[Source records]
——————

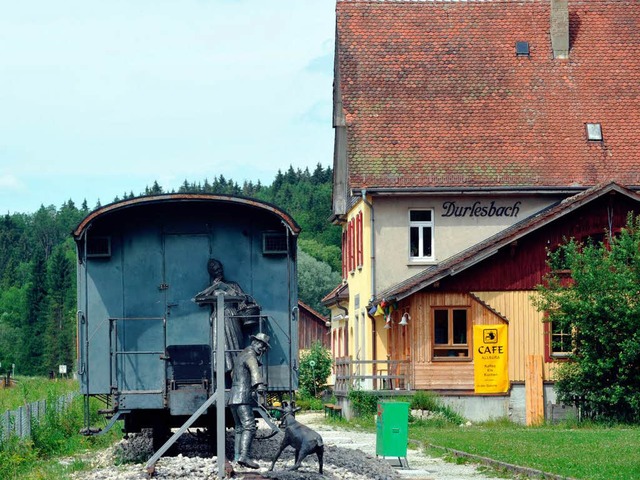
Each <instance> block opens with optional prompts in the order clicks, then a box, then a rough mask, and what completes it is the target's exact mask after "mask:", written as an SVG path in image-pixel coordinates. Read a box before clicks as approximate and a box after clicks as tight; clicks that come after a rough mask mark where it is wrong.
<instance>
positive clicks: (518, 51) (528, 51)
mask: <svg viewBox="0 0 640 480" xmlns="http://www.w3.org/2000/svg"><path fill="white" fill-rule="evenodd" d="M516 56H518V57H528V56H529V42H516Z"/></svg>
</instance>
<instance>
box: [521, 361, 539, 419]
mask: <svg viewBox="0 0 640 480" xmlns="http://www.w3.org/2000/svg"><path fill="white" fill-rule="evenodd" d="M542 365H543V361H542V355H529V356H527V368H526V372H525V383H524V389H525V401H526V422H527V425H539V424H541V423H542V422H543V421H544V387H543V376H544V370H543V368H542Z"/></svg>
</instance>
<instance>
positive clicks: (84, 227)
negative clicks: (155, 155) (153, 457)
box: [73, 194, 299, 445]
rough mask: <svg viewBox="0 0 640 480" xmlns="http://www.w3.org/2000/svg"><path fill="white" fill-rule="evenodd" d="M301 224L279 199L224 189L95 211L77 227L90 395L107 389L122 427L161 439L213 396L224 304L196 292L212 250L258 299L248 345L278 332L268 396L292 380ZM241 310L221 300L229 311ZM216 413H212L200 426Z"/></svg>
mask: <svg viewBox="0 0 640 480" xmlns="http://www.w3.org/2000/svg"><path fill="white" fill-rule="evenodd" d="M298 232H299V227H298V226H297V225H296V223H295V222H294V221H293V219H292V218H291V217H290V216H289V215H287V214H286V213H285V212H283V211H281V210H279V209H278V208H276V207H274V206H272V205H269V204H266V203H262V202H259V201H256V200H250V199H246V198H240V197H233V196H224V195H200V194H174V195H158V196H149V197H141V198H136V199H132V200H126V201H122V202H117V203H113V204H110V205H107V206H105V207H102V208H99V209H97V210H95V211H94V212H92V213H91V214H89V215H88V216H87V217H86V218H85V219H84V220H83V221H82V222H81V223H80V225H78V227H77V228H76V229H75V231H74V232H73V235H74V238H75V241H76V244H77V252H78V346H79V349H78V351H79V358H78V373H79V376H80V384H81V391H82V393H83V394H84V395H85V399H86V402H87V404H88V398H89V396H98V397H101V398H103V399H104V400H105V401H106V402H107V408H106V409H105V410H106V411H107V412H108V414H109V415H110V416H112V417H114V418H120V419H122V418H124V420H125V430H126V431H132V432H133V431H139V429H140V428H143V427H145V428H146V427H152V428H154V440H156V444H157V445H158V441H162V440H163V437H166V434H167V433H168V429H169V427H171V426H174V427H175V426H180V425H181V424H182V422H183V420H184V419H185V418H188V416H190V415H191V414H192V413H194V412H195V411H196V410H197V409H198V407H199V406H200V405H202V404H203V403H204V401H206V400H207V399H208V398H209V397H210V396H211V395H212V394H213V392H214V389H215V385H216V382H215V381H214V377H215V368H214V365H215V362H214V361H213V359H214V358H215V340H214V339H215V332H214V330H215V328H214V324H215V322H214V321H213V319H214V318H215V315H214V310H215V308H216V306H215V302H210V303H209V304H207V303H205V304H198V303H196V302H195V299H194V297H195V296H196V294H198V293H199V292H202V291H203V290H205V289H206V288H207V287H208V286H210V285H211V282H212V280H214V279H213V278H211V275H210V273H209V270H208V268H207V267H208V262H209V261H210V259H217V260H218V261H219V262H221V263H222V266H223V269H224V281H225V282H228V284H229V285H233V286H234V288H236V289H238V288H239V289H240V290H241V291H242V292H243V294H244V295H247V296H250V297H252V299H253V300H255V302H256V303H257V304H258V305H259V306H260V310H259V312H258V311H253V312H249V313H252V316H253V317H254V321H252V322H247V325H248V327H247V328H246V329H244V331H243V335H244V340H243V342H242V343H244V344H245V345H246V343H247V340H249V339H250V335H251V334H255V333H258V332H264V333H267V334H268V335H269V336H270V338H271V340H270V344H271V348H270V350H269V351H268V352H267V354H266V357H265V358H264V359H263V360H264V367H263V368H264V375H265V376H266V378H267V382H268V392H269V394H282V393H284V392H291V391H292V390H294V389H296V388H297V382H298V379H297V377H296V372H297V352H298V344H297V342H298V340H297V339H298V331H297V313H298V312H297V302H298V298H297V283H296V258H295V252H296V240H297V234H298ZM247 298H249V297H247ZM230 307H234V305H230ZM235 307H237V305H235ZM234 311H235V309H234V308H227V305H226V304H225V314H226V315H227V316H230V315H233V314H234ZM226 320H227V319H226V318H225V321H226ZM243 346H244V345H239V346H237V347H236V348H242V347H243ZM210 410H215V408H212V409H210ZM214 421H215V413H213V412H209V413H208V414H205V415H203V416H202V417H201V418H200V419H199V420H198V423H197V424H199V425H203V426H205V427H211V426H212V422H214Z"/></svg>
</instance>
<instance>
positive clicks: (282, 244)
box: [262, 232, 287, 255]
mask: <svg viewBox="0 0 640 480" xmlns="http://www.w3.org/2000/svg"><path fill="white" fill-rule="evenodd" d="M262 253H263V254H265V255H286V254H287V235H286V234H284V233H279V232H265V233H263V234H262Z"/></svg>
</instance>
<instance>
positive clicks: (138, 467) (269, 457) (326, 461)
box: [72, 413, 504, 480]
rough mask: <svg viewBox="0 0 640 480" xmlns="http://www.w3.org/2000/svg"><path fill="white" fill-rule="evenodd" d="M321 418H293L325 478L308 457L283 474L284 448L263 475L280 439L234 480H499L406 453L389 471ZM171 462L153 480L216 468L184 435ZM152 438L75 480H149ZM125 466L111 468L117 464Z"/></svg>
mask: <svg viewBox="0 0 640 480" xmlns="http://www.w3.org/2000/svg"><path fill="white" fill-rule="evenodd" d="M322 417H323V415H322V414H321V413H305V414H300V415H298V420H299V421H300V422H302V423H304V424H306V425H308V426H310V427H311V428H313V429H314V430H316V431H318V432H319V433H320V434H321V435H322V437H323V439H324V444H325V454H324V475H320V474H319V473H318V462H317V458H316V456H315V455H311V456H309V457H307V458H306V459H305V460H304V461H303V462H302V466H301V468H300V469H299V470H298V471H294V472H292V471H288V470H286V469H287V468H288V467H291V466H292V465H293V456H294V452H293V449H292V448H291V447H288V448H287V449H286V450H285V451H284V452H283V453H282V455H281V456H280V458H279V460H278V462H277V463H276V466H275V468H274V471H272V472H269V471H267V469H268V468H269V466H270V465H271V460H272V458H273V456H274V455H275V453H276V452H277V450H278V445H279V444H280V442H281V440H282V436H283V434H281V433H280V434H278V435H276V436H274V437H272V438H271V439H268V440H260V441H255V442H254V444H253V450H254V452H253V454H254V458H256V460H257V461H258V463H259V464H260V469H259V470H258V471H256V470H249V469H245V468H243V467H239V466H236V465H234V468H235V474H236V475H235V478H239V479H241V478H243V477H246V478H259V477H256V476H252V475H251V474H255V473H257V472H259V474H261V475H262V477H264V478H271V479H277V480H320V479H322V480H338V479H346V480H401V479H412V480H454V479H455V480H500V479H497V478H494V477H489V476H486V475H484V474H483V473H481V472H479V471H478V470H477V469H476V467H474V466H472V465H456V464H451V463H447V462H445V461H444V460H442V459H440V458H433V457H428V456H426V455H424V454H423V453H421V452H419V451H417V450H412V449H409V450H408V452H407V460H408V463H409V469H400V468H393V467H392V466H391V465H390V463H389V462H388V461H385V460H382V459H379V458H376V456H375V442H376V439H375V434H373V433H366V432H356V431H350V430H345V429H343V428H340V427H337V426H334V425H325V424H324V423H323V422H322ZM178 444H179V445H178V451H180V452H181V453H180V454H179V455H178V456H175V457H163V458H161V459H160V460H159V461H158V463H157V464H156V474H155V477H156V478H158V479H177V478H189V479H215V478H216V475H217V472H218V467H217V464H216V459H215V457H212V455H211V453H210V452H209V451H208V447H207V445H206V442H205V441H204V440H203V439H202V438H199V435H197V434H190V433H188V434H185V435H183V436H182V438H180V440H179V441H178ZM226 447H227V455H228V456H229V457H231V454H232V450H233V444H232V434H231V435H228V438H227V445H226ZM151 454H152V449H151V437H150V435H148V434H144V433H143V434H140V435H131V436H130V438H129V439H128V440H122V441H121V442H119V443H118V444H117V445H115V446H114V447H112V448H110V449H108V450H104V451H102V452H100V453H99V454H97V455H96V454H93V455H92V457H91V459H90V460H91V462H92V463H93V465H94V468H93V470H91V471H88V472H81V473H78V474H75V475H74V476H73V477H72V478H74V480H85V479H86V480H89V479H96V480H134V479H136V480H137V479H144V478H148V475H147V473H146V471H145V469H144V465H145V462H146V460H147V459H148V458H149V457H150V456H151ZM122 461H126V462H134V463H125V464H123V465H116V463H122ZM502 480H504V479H502Z"/></svg>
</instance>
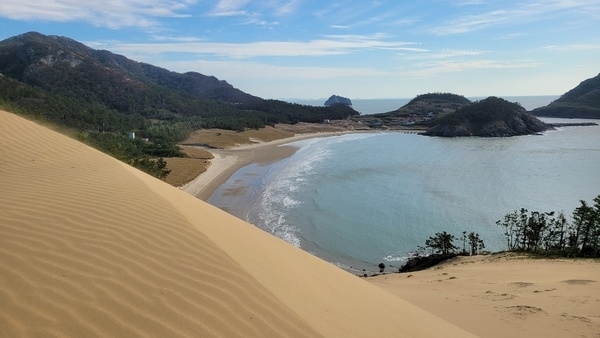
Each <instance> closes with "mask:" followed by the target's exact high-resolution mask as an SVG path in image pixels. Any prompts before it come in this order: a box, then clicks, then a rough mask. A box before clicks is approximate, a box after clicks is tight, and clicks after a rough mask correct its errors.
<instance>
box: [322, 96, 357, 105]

——————

◆ What is expected
Gather every line of the entries above that contains the string "then", matching case exactly.

◆ Exercise response
Each <instance> block opens with optional prompts in the order clicks, then a box, then a rough mask, and what completes it is the target's exact mask after "mask:", written as an SVG path in image-pixel coordinates. Read a box before clicks as approximate and a box after clicks as tight; clicks that come after a rough mask mark where it is wrong.
Each <instance> closes with "mask:" followed by the target's exact high-resolution mask as an SVG path in image pixels. Any prompts before it come in this order: a box, then clicks, then a rough mask. A box before clicks is approximate, a box after clicks is tight, and clicks after a rough mask correct its errors.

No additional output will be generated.